**Work item**
Transcribe each line below verbatim; pictures excluded.

**Data for processing**
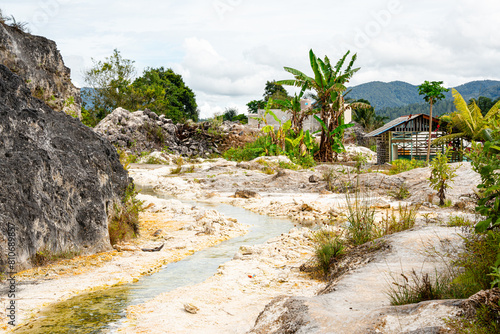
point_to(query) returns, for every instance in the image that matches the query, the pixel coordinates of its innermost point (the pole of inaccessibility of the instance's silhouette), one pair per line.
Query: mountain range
(398, 93)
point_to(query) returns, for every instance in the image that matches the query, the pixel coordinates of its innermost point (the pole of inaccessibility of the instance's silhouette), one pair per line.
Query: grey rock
(38, 62)
(58, 179)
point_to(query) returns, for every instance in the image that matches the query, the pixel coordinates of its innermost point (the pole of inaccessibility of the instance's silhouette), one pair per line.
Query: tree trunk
(430, 134)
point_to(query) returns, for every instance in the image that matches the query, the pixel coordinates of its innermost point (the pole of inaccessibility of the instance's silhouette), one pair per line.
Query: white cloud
(226, 50)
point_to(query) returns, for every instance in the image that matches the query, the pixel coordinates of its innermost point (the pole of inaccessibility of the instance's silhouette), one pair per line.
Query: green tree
(255, 105)
(293, 107)
(432, 91)
(329, 84)
(468, 120)
(275, 91)
(230, 114)
(165, 93)
(484, 103)
(442, 174)
(109, 81)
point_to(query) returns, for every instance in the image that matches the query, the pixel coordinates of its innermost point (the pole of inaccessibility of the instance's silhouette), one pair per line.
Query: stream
(104, 311)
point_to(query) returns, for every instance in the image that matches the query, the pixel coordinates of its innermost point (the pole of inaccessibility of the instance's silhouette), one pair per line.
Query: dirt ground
(231, 300)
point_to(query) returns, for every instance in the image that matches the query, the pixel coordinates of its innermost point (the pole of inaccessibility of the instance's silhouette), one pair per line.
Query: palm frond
(318, 77)
(445, 139)
(340, 63)
(351, 63)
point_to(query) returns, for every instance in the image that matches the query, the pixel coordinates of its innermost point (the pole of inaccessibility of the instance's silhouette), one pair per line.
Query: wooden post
(430, 134)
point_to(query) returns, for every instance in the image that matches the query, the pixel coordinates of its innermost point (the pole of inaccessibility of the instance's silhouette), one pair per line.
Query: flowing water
(104, 311)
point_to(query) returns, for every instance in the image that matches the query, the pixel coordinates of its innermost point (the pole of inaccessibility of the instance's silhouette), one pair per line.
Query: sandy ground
(230, 300)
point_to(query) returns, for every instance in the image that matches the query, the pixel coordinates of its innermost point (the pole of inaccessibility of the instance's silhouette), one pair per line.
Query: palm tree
(298, 115)
(469, 120)
(329, 84)
(432, 91)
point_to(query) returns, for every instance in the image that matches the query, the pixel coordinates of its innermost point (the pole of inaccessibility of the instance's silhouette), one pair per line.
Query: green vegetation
(361, 226)
(469, 120)
(45, 256)
(365, 115)
(12, 22)
(486, 161)
(329, 85)
(442, 174)
(231, 114)
(458, 221)
(123, 222)
(401, 220)
(402, 192)
(328, 246)
(403, 165)
(282, 140)
(111, 86)
(432, 92)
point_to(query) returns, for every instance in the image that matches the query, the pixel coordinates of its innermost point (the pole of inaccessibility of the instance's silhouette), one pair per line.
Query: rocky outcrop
(38, 62)
(356, 300)
(141, 131)
(58, 179)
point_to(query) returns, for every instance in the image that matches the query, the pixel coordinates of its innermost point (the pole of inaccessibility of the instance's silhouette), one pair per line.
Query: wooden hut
(406, 138)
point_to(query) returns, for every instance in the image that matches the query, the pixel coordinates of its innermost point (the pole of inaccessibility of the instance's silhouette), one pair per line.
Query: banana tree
(329, 84)
(277, 135)
(337, 136)
(469, 120)
(298, 115)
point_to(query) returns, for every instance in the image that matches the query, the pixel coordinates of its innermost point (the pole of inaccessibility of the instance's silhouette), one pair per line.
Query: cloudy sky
(226, 50)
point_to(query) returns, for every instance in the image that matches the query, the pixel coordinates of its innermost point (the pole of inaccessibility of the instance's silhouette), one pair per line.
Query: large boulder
(38, 62)
(58, 178)
(144, 130)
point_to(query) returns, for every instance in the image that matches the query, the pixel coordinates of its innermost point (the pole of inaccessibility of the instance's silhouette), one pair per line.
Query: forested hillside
(397, 98)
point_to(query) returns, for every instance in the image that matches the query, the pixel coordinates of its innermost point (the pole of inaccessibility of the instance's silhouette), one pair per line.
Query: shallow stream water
(104, 311)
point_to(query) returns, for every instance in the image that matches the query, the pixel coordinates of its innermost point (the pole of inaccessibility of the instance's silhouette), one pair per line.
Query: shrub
(403, 220)
(458, 221)
(328, 247)
(485, 321)
(418, 288)
(402, 192)
(477, 259)
(124, 220)
(361, 226)
(442, 174)
(486, 161)
(45, 256)
(403, 165)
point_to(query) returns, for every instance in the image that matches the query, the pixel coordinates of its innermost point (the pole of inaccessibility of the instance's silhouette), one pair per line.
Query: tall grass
(328, 247)
(361, 226)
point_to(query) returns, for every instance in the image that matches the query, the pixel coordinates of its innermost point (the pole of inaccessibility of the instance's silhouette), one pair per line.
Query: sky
(226, 50)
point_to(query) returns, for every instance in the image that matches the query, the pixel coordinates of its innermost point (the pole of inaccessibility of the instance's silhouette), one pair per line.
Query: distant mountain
(395, 94)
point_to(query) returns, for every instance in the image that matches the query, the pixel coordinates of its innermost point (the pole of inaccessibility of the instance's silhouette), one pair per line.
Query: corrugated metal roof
(392, 124)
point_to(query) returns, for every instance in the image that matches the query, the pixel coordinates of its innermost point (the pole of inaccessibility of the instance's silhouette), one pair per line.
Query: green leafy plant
(442, 174)
(403, 219)
(458, 221)
(336, 136)
(402, 192)
(46, 256)
(123, 223)
(432, 91)
(486, 161)
(328, 83)
(361, 226)
(403, 165)
(328, 247)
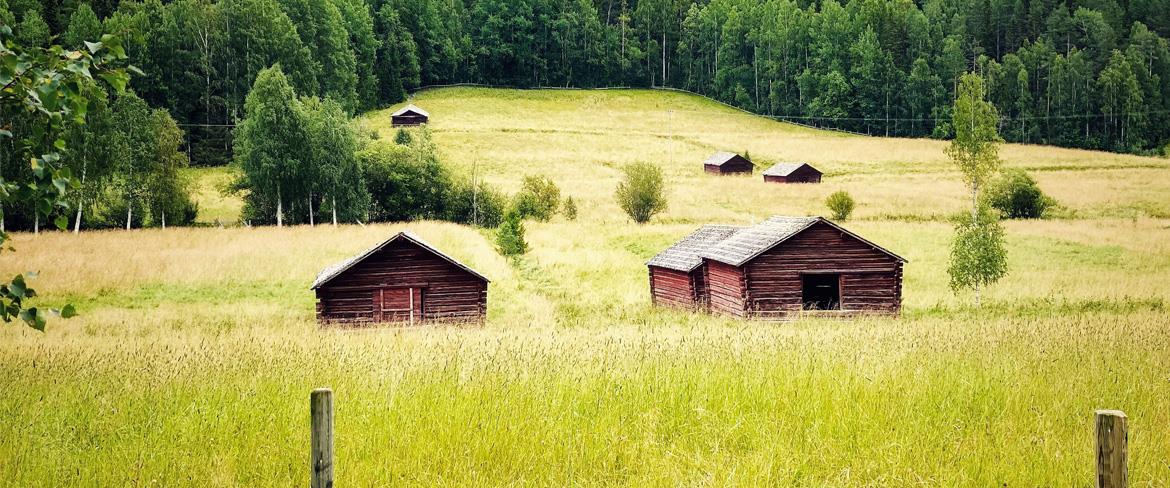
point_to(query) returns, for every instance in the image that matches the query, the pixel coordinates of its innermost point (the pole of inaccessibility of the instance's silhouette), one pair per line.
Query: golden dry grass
(195, 351)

**Written answer**
point_to(query) returns, for every instance in the image that matches the query, the pixel coordinates of its innermost point (the pole of inaccessibility of the instance's silhouette), one pair per line.
Query: mountain range
(398, 93)
point_to(query) returns, for every instance in the image that matches the query, the pixel coordinates of its innermost point (the pole of inaccessibility of the instance's silhouette), one pair per line.
Query: grey rock
(38, 62)
(58, 179)
point_to(query) returns, for every instance in the image that matches the query, the pixel coordinates of its innermost point (the pole of inaccessibility of the instance's silhouette), one pair per line.
Query: tree trunk
(430, 134)
point_to(query) returns, for every instance in the image that matches the query, the pixel coordinates of its innermost point (the pole of inaccessibility of the instance's silhouette), one pair per line.
Query: white cloud
(226, 50)
point_to(query) returns, for every instance in the image that matches the query, the pixel coordinates of its innermost point (the pole of inaccessibility of the instance's silhouette), one pair per line.
Query: green tree
(255, 105)
(293, 107)
(432, 91)
(329, 84)
(468, 120)
(275, 91)
(230, 114)
(165, 93)
(484, 103)
(442, 174)
(109, 81)
point_to(query) returns, for every instance in the image that matches the query, the pixel coordinates of its innermost point (the pole of inaccessibility of the instance's silhouette), one pair per line.
Query: stream
(104, 311)
point_to(query) returns, for every instance in the image that matches the query, the pixel coordinates of its innermost point (the pole of inaccessibility of the instance's silhouette), one pair per line.
Query: dirt ground
(231, 300)
point_to(query) returns, for every instance in the image that matches the query, the pixel coordinates of its innermost point (the pole of inaccessibility of the instance's silhouette), one pair per line.
Query: palm frond
(318, 77)
(445, 139)
(340, 63)
(351, 63)
point_to(query) returns, for every instance in the image that matches the query, the pixel coordinates of its innermost point (the pole of inaccessibility of the instance's silhouette), one pair per line.
Query: wooden post
(430, 134)
point_to(query) returns, for every instance in the image that matches the query, the pixel coordinates of its innermost point (the pole of inaccessibility of the instance's silhouette), one pair per line.
Query: flowing water
(104, 311)
point_to(query) returns, for every instance in the image that matches the query, the pixel coordinates of its innermost point (the pole of inaccessibility of the instance's silhouette), one pair per line.
Query: sandy ground
(230, 300)
point_to(query) returns, for every instance in the image that matches the query, the pixel coordinates of its innermost point (the pole of inaccessibility of the instance's silhouette), one pair per line.
Query: palm tree
(298, 115)
(469, 120)
(329, 84)
(432, 91)
point_to(query) returns, for every instance in the image that matches the query, the pixel coordinates of its innermost point (the pole of inaccessibility of the instance's silhouette), one pair per line.
Query: green vegetation
(361, 226)
(469, 120)
(45, 256)
(365, 115)
(12, 22)
(486, 161)
(329, 85)
(442, 174)
(231, 114)
(458, 221)
(123, 222)
(401, 220)
(402, 192)
(328, 246)
(403, 165)
(282, 140)
(111, 86)
(432, 92)
point_to(query) returns, for every instance in the image that matches the query, the pixel coordinates of its innermost point (the pole of inaccessibility of the instance's silhouette), one pair per line.
Query: rocky outcrop
(38, 62)
(356, 300)
(141, 131)
(58, 179)
point_to(query) returns, for every instance in the image that matches the query, the pixel coordinates of its innermost point (the pole of inaccessibility of the instance's silhouette), one pair per line.
Query: wooden hut
(406, 138)
point_to(query) returns, for every instance in the image that matches the query, the pixel coordinates of its innermost point (the pole of inaccessibility of the instance's silhouette), one pair per line.
Query: banana tree
(329, 84)
(277, 135)
(337, 136)
(469, 120)
(298, 115)
point_to(query) returns, for every instance in the image that matches the query, the pixel coordinates of its innermost point (the pole of inaccessibility of the instance's silhouette), one pair per line.
Query: cloudy sky
(226, 50)
point_to(query) returns, for every instance in the image that matches the query, the pixel coordinates of its innermost point (the pole of inaccessibility of the instance's silhouette), one pair per line.
Query: large boulder
(38, 62)
(58, 178)
(144, 130)
point_to(query) returns, for every instance in the image that matches the query, the pixel coordinates of its innermost point (the pole of inaccessibility of the instance's silhouette), one pair per line.
Query: forested hillside
(397, 98)
point_to(query) returns, for every instance in the image that matches the query, the pixel coordinates of its innermost point (the pole of inaccessibility of the instance's silhouette), one pair per line.
Query: shallow stream water
(104, 311)
point_to(query) returns, for every instance in the image that matches the query, the pixel coordinates of its innermost point (the pole of inaccessibility of the instance's silhouette), one pair per line.
Query: shrub
(403, 220)
(458, 221)
(328, 247)
(485, 321)
(418, 288)
(402, 192)
(477, 259)
(124, 220)
(361, 226)
(442, 174)
(486, 161)
(45, 256)
(403, 165)
point_to(query) returns, for every instance in the image that matches the query, the pixel coordinates of its innermost point (the pole of inaccessibility of the instance's silhouette), one pair per line.
Query: tall grass
(328, 247)
(361, 226)
point_to(query) returns, for every instance in the image that matches the query, the pixel coordinates of its innermost point (the pole of inaccessibility of the instance's silhouette), one pair per line.
Query: sky
(226, 50)
point_to(query) returns, for every instance in the image that matches the query, the pixel coordinates of its innermost point (the pole of inaccessibility of the instance's silhouette), one pair per line.
Query: distant mountain
(395, 94)
point_to(query) returns, for every instance in the image that matches the query, the pixel coordinates of its innermost point (the pole of inaccessibility of the instance's silhouette), one pair per line.
Query: corrugated metal roof
(392, 124)
point_to(query) returns, for every instance in the image that matches the query, the pixel coordinates of its innermost point (the pole of inaccessibility of the instance's silhouette), one pair per line.
Query: green leafy plant
(442, 174)
(403, 219)
(458, 221)
(336, 136)
(402, 192)
(46, 256)
(123, 223)
(432, 91)
(486, 161)
(328, 83)
(361, 226)
(403, 165)
(328, 247)
point_to(query) returns, for every instance in the image that matches the query, the pixel coordinates of its innermost point (the pole of inaccessibility of the instance's silhouette), one pair per line.
Query: golden dry grass
(195, 351)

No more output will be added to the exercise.